*Instructions:*
a) In the passage on LNG-IUS use and breast cancer, condense the paragraph beginning "Our study strengths as compared" into a bulleted list that keeps its main facts.
b) List every time span in the passage on LNG-IUS use and breast cancer that is given as a specific number of years, along with what each refers to.
c) Continue the passage on LNG-IUS use and breast cancer from its final sentence.

*Document section:*

Our study strengths as compared with the aforementioned studies, include the careful comparison between LNG-IUS users to actual controls (not general population), excluding individuals with prior or concurrent diagnosed BC, exclusion of women with prior/current/subsequent exposure to exogenous reproductive hormones, and using KM estimates to address potential biases related to differences in follow-up times. The follow-up time in our study (median of 6.5 years in LNG-IUS users and 9.6 years in the controls) is adequate for detecting increased BC risk, as studies involving other exogenous hormones in peri-menopausal women (OC) and post-menopausal women (HRT) have shown that the increased breast cancer risk occurs within the first few years of exposure. With OC, the increased BC risk is with current/recent (within a year) of OC use [14, 15]. In HRT users, the increased BC risk occurs during the intervention phase (within 3 years) and the effect remains apparent in the post-intervention phase through 5.5 years [3]. Nonetheless, long follow-up to determine long-term effect is warranted. In addition, our study analyzed a relatively large cohort where for each individual patient treatments and clinical outcomes are known. Furthermore, our cohort represents real-life clinical practice on a national level that is not specific to menorrhagia, and thus more representative of LNG-IUS global use. Our study is also the first to characterize the invasive tumors identified in these women by treatment received. It is important to note that BC is not one disease but is considered to include several subtypes [16, 17], and unlike numerous studies demonstrating an association between BC and exposure to female hormones [18], no such association between hormonal-driven disease (i.e., luminal tumors treated with hormonal therapy) and LNG-IUS could be documented here. We are also the first to investigate the association between LNG-IUS use and BC in another geographic region (most studies thus far were performed in Finland).

Stored data entries:

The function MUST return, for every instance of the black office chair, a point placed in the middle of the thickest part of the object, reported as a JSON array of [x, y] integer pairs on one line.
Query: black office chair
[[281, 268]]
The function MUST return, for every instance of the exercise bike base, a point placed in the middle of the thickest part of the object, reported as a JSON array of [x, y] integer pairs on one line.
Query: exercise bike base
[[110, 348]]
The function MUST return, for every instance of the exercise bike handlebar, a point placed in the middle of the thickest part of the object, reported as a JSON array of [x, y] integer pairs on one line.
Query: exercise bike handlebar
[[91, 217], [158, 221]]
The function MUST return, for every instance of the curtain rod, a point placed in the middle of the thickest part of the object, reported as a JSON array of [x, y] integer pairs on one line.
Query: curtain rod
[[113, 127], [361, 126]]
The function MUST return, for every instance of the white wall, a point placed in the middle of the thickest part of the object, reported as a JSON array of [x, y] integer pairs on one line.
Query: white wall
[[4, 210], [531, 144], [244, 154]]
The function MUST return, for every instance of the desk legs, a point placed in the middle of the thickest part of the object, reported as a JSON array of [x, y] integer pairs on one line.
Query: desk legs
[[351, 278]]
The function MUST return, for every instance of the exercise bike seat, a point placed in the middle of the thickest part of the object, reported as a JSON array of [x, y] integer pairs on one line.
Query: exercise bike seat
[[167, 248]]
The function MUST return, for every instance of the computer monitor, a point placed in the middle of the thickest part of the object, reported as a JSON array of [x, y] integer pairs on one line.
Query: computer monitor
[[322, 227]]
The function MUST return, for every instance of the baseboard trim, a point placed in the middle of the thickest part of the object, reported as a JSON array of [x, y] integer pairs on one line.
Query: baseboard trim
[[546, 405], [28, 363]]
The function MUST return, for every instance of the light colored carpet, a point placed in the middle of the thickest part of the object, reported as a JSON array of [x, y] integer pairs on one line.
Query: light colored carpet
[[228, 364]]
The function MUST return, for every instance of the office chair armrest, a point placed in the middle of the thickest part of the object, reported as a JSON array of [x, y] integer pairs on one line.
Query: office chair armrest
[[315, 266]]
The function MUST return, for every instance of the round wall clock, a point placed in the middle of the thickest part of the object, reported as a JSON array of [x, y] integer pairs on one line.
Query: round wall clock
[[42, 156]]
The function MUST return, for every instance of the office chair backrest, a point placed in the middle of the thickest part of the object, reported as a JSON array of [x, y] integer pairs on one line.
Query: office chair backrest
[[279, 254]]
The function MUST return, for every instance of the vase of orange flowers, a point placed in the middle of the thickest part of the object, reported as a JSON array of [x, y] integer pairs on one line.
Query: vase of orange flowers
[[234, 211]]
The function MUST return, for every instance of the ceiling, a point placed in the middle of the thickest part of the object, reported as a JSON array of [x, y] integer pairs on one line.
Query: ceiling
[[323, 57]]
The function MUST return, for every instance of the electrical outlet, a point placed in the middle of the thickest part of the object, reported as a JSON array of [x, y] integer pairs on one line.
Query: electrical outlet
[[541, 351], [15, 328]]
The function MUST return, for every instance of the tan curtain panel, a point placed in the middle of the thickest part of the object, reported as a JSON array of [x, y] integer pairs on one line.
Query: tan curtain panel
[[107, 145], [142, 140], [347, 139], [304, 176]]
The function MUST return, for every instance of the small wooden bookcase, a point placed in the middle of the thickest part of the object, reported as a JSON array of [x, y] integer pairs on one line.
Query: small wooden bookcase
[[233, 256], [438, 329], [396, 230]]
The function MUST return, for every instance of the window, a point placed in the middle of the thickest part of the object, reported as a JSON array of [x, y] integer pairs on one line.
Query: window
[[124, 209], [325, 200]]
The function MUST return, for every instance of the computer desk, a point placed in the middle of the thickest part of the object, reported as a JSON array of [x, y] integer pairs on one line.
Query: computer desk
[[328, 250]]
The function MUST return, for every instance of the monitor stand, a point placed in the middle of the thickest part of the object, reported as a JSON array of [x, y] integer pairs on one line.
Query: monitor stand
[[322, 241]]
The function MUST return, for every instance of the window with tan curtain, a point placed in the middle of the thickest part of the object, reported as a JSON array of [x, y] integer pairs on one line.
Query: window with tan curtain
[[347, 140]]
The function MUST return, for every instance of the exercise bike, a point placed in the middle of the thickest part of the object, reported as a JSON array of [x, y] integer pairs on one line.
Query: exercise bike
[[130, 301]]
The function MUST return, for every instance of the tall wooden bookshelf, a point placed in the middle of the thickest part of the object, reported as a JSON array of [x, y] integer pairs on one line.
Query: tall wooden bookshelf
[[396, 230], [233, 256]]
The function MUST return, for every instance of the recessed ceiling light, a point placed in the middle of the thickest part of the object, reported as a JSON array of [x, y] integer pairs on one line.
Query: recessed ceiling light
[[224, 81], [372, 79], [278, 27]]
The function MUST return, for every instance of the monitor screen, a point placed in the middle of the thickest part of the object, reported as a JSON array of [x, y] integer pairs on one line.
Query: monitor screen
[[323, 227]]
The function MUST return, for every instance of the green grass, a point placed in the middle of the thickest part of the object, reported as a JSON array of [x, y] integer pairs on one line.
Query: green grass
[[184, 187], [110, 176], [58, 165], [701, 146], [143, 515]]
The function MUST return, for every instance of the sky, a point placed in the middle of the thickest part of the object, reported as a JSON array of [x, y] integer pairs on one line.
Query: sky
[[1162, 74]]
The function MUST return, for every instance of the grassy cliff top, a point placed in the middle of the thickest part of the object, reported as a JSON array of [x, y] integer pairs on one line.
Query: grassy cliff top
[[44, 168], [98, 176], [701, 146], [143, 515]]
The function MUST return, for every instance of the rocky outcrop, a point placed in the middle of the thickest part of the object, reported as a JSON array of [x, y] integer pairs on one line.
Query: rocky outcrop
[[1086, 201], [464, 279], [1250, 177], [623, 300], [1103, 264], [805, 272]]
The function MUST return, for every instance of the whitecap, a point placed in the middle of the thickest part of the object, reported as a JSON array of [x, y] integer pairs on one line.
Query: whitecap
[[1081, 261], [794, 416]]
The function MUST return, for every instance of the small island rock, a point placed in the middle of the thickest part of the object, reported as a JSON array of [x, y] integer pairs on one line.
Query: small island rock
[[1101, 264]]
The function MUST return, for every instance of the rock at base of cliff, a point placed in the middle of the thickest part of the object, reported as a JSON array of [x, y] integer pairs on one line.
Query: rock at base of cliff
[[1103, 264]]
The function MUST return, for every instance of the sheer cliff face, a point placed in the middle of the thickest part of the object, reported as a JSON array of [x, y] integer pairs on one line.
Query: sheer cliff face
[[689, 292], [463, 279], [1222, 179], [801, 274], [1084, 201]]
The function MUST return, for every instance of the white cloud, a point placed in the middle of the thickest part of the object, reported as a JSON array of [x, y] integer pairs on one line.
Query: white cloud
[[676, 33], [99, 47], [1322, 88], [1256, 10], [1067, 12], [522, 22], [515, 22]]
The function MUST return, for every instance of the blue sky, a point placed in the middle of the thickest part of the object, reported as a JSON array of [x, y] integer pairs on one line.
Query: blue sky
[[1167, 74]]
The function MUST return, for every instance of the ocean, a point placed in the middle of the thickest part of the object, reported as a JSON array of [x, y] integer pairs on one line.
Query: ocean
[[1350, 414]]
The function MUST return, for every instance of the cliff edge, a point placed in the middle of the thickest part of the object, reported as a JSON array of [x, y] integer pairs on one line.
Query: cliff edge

...

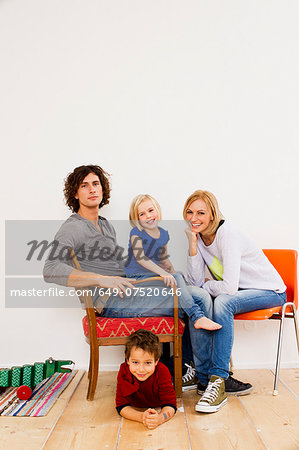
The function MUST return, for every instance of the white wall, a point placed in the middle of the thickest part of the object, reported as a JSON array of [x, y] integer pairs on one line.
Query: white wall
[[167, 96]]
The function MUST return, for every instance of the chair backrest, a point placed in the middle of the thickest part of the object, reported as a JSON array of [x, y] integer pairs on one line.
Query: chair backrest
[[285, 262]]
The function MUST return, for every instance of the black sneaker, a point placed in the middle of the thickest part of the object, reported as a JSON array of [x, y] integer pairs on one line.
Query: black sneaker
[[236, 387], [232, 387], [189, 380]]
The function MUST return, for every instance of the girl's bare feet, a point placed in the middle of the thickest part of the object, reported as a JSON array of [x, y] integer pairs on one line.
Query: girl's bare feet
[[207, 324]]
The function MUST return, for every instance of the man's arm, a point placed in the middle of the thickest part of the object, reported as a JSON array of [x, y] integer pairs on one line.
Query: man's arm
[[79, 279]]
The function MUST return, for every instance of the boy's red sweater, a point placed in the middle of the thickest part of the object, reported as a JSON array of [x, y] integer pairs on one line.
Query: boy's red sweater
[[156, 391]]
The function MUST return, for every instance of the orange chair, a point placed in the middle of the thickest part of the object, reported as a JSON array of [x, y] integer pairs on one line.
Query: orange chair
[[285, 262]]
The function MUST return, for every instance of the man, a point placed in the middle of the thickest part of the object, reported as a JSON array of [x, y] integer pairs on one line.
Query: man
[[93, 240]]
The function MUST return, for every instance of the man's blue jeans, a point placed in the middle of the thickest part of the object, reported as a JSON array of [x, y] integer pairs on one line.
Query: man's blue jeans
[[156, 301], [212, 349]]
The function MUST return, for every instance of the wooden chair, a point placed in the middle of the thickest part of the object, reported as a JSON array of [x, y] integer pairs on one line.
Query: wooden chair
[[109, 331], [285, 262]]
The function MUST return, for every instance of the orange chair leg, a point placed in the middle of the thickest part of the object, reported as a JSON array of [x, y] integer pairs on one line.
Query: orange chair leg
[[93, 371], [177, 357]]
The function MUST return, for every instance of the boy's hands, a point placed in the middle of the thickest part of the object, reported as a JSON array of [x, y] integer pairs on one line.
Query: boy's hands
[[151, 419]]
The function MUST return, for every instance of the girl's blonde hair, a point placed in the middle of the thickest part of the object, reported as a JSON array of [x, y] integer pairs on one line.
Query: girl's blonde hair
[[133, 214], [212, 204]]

...

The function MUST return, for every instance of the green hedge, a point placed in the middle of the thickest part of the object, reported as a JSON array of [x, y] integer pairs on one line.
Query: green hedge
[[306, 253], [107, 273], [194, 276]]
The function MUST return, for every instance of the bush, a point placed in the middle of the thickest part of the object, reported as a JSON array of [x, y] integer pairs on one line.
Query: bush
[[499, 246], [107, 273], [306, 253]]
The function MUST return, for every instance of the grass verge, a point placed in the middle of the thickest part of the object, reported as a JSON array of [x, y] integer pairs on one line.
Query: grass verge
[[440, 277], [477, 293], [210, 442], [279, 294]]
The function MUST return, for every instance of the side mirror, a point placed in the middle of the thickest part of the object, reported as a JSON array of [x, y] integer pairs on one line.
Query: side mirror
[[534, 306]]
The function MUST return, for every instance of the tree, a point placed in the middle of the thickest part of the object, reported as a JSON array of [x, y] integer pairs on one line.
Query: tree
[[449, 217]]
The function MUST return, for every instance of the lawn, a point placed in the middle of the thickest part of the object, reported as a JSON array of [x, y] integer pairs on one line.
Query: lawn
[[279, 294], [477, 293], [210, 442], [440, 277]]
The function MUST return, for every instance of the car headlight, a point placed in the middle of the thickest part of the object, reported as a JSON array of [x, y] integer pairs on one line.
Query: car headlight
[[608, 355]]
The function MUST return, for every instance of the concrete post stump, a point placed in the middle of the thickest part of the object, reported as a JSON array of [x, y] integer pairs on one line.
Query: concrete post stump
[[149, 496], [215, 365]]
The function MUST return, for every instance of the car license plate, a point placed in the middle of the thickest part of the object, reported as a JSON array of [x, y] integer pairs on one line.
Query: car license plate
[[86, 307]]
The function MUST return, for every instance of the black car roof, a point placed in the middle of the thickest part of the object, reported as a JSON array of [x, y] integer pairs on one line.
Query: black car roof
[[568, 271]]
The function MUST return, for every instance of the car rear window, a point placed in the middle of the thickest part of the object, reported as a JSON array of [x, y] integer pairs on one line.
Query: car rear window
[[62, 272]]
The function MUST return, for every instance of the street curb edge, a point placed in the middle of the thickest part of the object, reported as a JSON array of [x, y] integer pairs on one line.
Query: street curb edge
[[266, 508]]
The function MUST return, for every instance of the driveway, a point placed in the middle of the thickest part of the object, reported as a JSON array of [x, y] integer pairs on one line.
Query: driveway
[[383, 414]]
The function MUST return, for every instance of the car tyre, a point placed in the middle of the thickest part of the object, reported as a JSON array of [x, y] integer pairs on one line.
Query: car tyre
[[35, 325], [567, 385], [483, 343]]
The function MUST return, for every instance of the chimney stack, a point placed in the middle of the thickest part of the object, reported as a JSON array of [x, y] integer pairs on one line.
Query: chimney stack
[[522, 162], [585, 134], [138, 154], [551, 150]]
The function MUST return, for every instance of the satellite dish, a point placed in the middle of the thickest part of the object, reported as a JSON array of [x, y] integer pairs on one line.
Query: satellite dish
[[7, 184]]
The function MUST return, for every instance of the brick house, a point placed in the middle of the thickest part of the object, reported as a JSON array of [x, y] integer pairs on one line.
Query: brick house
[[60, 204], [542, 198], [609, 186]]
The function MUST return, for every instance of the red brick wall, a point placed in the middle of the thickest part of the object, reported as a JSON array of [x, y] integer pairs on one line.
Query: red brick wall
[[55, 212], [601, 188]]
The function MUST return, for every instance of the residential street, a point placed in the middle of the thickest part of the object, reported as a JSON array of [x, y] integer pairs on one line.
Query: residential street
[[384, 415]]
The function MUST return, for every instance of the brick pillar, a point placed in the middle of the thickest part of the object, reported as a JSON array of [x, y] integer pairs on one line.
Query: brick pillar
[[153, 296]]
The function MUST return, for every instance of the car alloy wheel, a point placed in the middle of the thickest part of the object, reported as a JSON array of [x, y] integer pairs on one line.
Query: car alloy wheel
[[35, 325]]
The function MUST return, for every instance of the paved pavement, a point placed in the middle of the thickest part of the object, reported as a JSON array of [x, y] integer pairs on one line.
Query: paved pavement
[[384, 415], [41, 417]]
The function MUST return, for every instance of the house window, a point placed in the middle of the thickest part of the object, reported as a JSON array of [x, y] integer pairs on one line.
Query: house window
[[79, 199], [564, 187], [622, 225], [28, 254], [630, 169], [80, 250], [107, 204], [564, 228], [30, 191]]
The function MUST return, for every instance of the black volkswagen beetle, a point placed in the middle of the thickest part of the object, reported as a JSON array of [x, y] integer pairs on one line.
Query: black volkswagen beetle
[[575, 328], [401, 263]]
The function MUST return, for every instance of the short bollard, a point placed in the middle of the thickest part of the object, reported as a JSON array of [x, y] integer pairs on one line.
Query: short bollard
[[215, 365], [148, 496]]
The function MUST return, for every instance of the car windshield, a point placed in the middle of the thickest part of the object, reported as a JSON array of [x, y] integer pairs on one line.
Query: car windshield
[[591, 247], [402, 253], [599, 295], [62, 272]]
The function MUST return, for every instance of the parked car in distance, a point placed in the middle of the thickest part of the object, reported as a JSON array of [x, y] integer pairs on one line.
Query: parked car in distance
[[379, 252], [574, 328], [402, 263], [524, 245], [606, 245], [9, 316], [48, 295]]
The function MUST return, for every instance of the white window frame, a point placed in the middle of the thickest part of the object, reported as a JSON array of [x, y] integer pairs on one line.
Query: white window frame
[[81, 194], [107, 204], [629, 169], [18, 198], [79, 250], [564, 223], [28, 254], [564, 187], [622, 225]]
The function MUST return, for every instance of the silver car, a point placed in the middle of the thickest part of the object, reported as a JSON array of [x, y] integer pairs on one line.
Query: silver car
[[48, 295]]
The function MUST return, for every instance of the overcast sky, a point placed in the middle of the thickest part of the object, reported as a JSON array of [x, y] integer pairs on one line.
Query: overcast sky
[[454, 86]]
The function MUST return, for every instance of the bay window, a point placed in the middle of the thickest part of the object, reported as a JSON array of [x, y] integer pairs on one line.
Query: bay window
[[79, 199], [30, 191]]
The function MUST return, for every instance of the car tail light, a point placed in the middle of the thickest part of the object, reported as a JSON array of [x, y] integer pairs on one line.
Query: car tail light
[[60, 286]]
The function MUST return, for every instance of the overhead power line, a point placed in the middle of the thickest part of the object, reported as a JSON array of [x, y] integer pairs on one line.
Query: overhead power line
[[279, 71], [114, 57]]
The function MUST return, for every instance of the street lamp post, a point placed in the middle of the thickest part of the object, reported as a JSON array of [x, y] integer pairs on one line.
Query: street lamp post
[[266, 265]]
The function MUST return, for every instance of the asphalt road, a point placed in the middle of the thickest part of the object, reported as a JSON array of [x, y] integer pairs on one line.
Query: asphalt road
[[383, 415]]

*Answers by task:*
a)
- LNG-IUS users were compared with actual controls rather than the general population.
- Women with prior or concurrent diagnosed breast cancer were excluded, as were women with prior, current, or subsequent exposure to exogenous reproductive hormones.
- KM estimates were used to address biases from differing follow-up times.
- Median follow-up was 6.5 years for LNG-IUS users and 9.6 years for controls. This is adequate because increased breast cancer risk from oral contraceptives and HRT appears within the first few years of exposure. Longer follow-up is still needed to assess long-term effects.
- The cohort was relatively large, and treatments and clinical outcomes were known for each patient.
- The cohort reflects national real-life clinical practice not limited to menorrhagia, so it better represents global LNG-IUS use.
- This was the first study to characterize the invasive tumors by treatment received. No association was found between LNG-IUS and hormone-driven disease, meaning luminal tumors treated with hormonal therapy.
- This was the first study of LNG-IUS and breast cancer in a geographic region other than Finland.

b)
- 6.5 years: median follow-up of LNG-IUS users
- 9.6 years: median follow-up of the controls
- Within a year: the window of current or recent oral contraceptive use linked to increased breast cancer risk
- Within 3 years: the HRT intervention phase during which increased breast cancer risk occurs
- Through 5.5 years: how long the effect remains apparent in the post-intervention phase of HRT

c)
The limitations of our work include its retrospective non-randomized design. Thus, selection bias may exist, since clinicians may have elected different contraceptive approaches to women with family history of BC. Also, the information regarding the indication for the LNG-IUS use in each case was not available (though it was estimated by two Gynecology directors [YS and RB personal information] that 90% of LNG-IUS users in Israel use it for contraception). The MHS data system does not include information on patients who may have purchased LNG-IUS not through MHS/MHS-affiliated pharmacies; however, we assume that as it is covered by MHS, most LNG-IUS users did purchase it through MHS. Only a few women had more than one LNG-IUS inserted. The recommended LNG-IUS use is 5 years and the median follow-up in LNG-IUS users was 6.5 years. Also, in our analyses, we used age as a proxy for menopausal state. It is likely that in the LNG-IUS users, the majority of women were premenopausal, as women received it for contraception or menorrhagia. For the controls, the menopausal state is unknown, although we do know that the mean age of menopause in Israel is 51. In addition, pathological information was not available so tumor subtyping could not be performed. It should be noted, though, that in Israel, hormonal therapy and trastuzumab treatment do require pathological information for approval. Lastly, MHS approved trastuzumab reimbursement for human epidermal growth factor receptor 2 (Her2)-positive invasive BC in December 2005, whereas our study included women who were eligible (age wise) between January 2003 and December 2013. Notably, the majority of the invasive BC patients in our study were diagnosed after trastuzumab reimbursement approval (LNG-IUS users, 93%; controls, 80%).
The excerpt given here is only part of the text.